- Document excerpt
%%

In the old version, the frameworkDecodeInto function was provided to directly convert the parameters we passed in, but in the new version, it must be a runtime.Object object, so we must implement the corresponding deep-copy method, so we add the +k8s:deepcopy-gen:interfaces=k8s.io/apimachinery/pkg/runtime.Object annotation on the top of the structure, and then the corresponding deep-copy method can be automatically generated by the hack/update-gen.sh script provided in the Kubernetes source code.

In the file register.go we need to add SampleArgs to the call to the AddKnownTypes function. also note that in the main.go file we import the schema defined here, which uses all the configuration initialisation schemes/configuration files we introduced in pkg/apis.

Once the implementation is complete, we can compile and package it into an image, and then we can deploy it as a normal application with a Deployment controller. Since we need to fetch some resource objects in the cluster, we need to apply for RBAC permissions, and then we can configure our scheduler with the --config parameter, again using a KubeSchedulerConfiguration resource object configuration, you can use plugins to enable or disable our implementation of the plugin, you can also use pluginConfig to pass some parameter values to the plugin:

# sample-scheduler.yaml
kind: ClusterRole
apiVersion: rbac.authorization.k8s.io/v1
metadata:
  name: sample-scheduler-clusterrole
rules:
  - apiGroups:
      - ""

%%

- Challenge A
Show every line of the rows below that contains the string "ceiling". Case counts.

- Records of labeled boxes
%%

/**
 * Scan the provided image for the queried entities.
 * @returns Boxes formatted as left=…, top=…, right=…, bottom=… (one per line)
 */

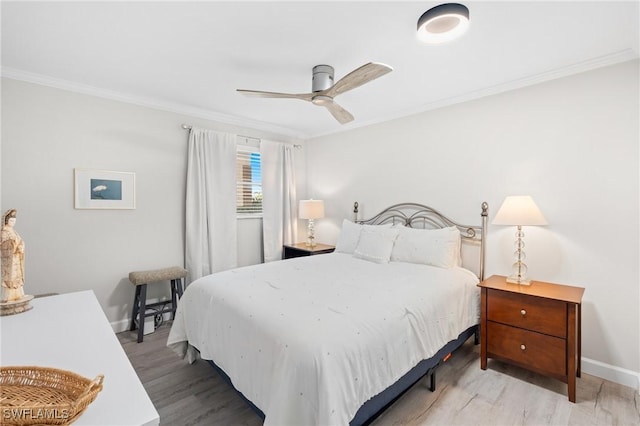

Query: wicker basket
left=0, top=367, right=104, bottom=425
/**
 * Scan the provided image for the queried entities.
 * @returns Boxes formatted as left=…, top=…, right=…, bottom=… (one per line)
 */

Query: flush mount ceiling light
left=417, top=3, right=469, bottom=43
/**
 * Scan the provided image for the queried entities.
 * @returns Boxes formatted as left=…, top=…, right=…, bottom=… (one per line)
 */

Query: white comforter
left=167, top=253, right=479, bottom=425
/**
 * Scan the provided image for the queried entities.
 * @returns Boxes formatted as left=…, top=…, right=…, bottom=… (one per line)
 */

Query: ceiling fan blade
left=236, top=89, right=314, bottom=102
left=323, top=102, right=353, bottom=124
left=323, top=62, right=393, bottom=98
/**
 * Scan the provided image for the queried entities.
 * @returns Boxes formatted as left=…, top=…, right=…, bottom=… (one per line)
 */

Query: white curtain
left=185, top=128, right=238, bottom=282
left=260, top=140, right=297, bottom=262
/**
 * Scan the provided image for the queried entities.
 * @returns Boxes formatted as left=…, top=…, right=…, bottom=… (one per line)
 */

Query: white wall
left=305, top=61, right=640, bottom=387
left=0, top=78, right=304, bottom=328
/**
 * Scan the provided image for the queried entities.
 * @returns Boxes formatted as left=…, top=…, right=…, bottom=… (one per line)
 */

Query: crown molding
left=1, top=49, right=638, bottom=140
left=310, top=49, right=639, bottom=138
left=1, top=67, right=308, bottom=139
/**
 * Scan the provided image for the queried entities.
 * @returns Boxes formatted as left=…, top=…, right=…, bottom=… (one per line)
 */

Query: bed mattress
left=167, top=253, right=479, bottom=425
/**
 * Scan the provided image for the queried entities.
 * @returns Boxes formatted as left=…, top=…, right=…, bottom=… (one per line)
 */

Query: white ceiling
left=1, top=0, right=640, bottom=138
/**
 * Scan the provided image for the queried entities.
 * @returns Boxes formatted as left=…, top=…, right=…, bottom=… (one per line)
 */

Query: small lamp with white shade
left=298, top=200, right=324, bottom=247
left=492, top=195, right=547, bottom=285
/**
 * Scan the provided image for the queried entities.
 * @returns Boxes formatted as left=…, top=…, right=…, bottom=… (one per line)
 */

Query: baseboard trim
left=111, top=318, right=640, bottom=393
left=109, top=319, right=131, bottom=333
left=582, top=357, right=640, bottom=392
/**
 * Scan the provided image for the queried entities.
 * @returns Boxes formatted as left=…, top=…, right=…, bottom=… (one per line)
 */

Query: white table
left=0, top=291, right=160, bottom=426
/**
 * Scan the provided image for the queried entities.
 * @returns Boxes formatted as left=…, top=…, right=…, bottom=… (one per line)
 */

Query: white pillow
left=391, top=226, right=460, bottom=268
left=334, top=219, right=391, bottom=254
left=353, top=226, right=398, bottom=263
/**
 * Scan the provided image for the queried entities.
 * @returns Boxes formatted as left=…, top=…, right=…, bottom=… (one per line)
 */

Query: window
left=236, top=138, right=262, bottom=215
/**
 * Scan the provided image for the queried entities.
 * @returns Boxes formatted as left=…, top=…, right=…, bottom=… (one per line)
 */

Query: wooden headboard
left=353, top=201, right=489, bottom=280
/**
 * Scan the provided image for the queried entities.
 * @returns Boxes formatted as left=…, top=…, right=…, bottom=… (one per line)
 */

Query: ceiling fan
left=236, top=62, right=393, bottom=124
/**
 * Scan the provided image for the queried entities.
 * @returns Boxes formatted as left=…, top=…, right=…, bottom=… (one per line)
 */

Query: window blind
left=236, top=146, right=262, bottom=215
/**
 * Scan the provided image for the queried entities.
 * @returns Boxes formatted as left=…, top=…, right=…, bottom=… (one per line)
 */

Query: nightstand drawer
left=487, top=289, right=567, bottom=338
left=487, top=322, right=567, bottom=376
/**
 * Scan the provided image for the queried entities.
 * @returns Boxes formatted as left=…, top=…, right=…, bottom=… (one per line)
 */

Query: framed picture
left=74, top=169, right=136, bottom=209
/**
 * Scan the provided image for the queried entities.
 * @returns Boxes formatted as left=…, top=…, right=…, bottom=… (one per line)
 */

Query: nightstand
left=282, top=243, right=335, bottom=259
left=478, top=275, right=584, bottom=402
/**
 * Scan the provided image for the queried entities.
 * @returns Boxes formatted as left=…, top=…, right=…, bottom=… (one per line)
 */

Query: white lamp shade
left=492, top=195, right=547, bottom=225
left=298, top=200, right=324, bottom=219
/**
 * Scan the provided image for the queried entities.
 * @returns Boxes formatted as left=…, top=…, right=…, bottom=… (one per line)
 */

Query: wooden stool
left=129, top=266, right=187, bottom=343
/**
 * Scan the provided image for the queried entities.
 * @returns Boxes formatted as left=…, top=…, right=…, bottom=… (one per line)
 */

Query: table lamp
left=491, top=195, right=547, bottom=285
left=298, top=200, right=324, bottom=247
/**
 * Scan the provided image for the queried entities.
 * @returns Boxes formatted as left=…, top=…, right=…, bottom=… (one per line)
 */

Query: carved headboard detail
left=353, top=201, right=489, bottom=280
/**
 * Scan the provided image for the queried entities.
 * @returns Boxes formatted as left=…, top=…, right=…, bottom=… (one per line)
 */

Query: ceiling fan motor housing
left=311, top=65, right=333, bottom=92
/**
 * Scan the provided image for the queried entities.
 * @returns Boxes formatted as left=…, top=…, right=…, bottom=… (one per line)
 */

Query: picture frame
left=74, top=168, right=136, bottom=210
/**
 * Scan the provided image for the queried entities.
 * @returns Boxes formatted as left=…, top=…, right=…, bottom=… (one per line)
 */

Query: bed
left=167, top=203, right=488, bottom=425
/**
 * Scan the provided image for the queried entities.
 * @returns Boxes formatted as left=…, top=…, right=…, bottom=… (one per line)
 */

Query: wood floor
left=118, top=324, right=640, bottom=426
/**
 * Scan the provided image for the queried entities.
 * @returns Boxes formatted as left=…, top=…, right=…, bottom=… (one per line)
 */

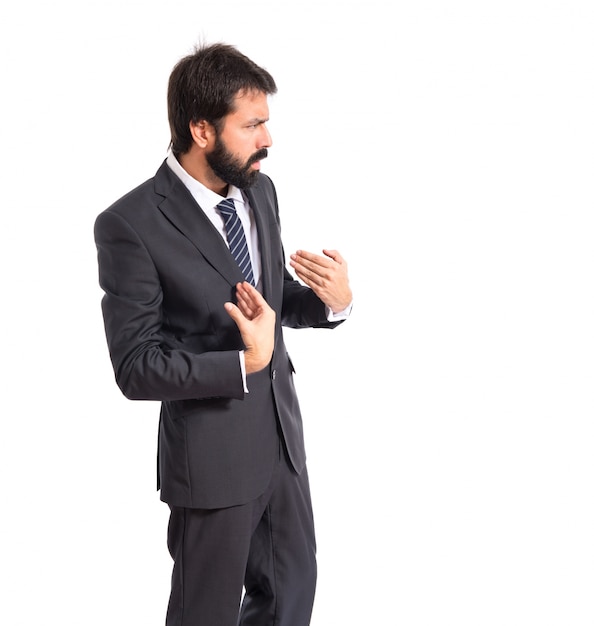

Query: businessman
left=95, top=43, right=352, bottom=626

%%

- Challenge B
Translate this sentence from the scheduler text above into Spanish: "Once the implementation is complete, we can compile and package it into an image, and then we can deploy it as a normal application with a Deployment controller."

- Expected answer A
Query: flush mount ceiling light
Query: ceiling fan blade
Query: white ceiling
Query: ceiling fan
Query: ceiling fan motor housing

- Expected answer B
Una vez completada la implementación, podemos compilarla y empaquetarla en una imagen, y luego podemos desplegarla como una aplicación normal con un controlador Deployment.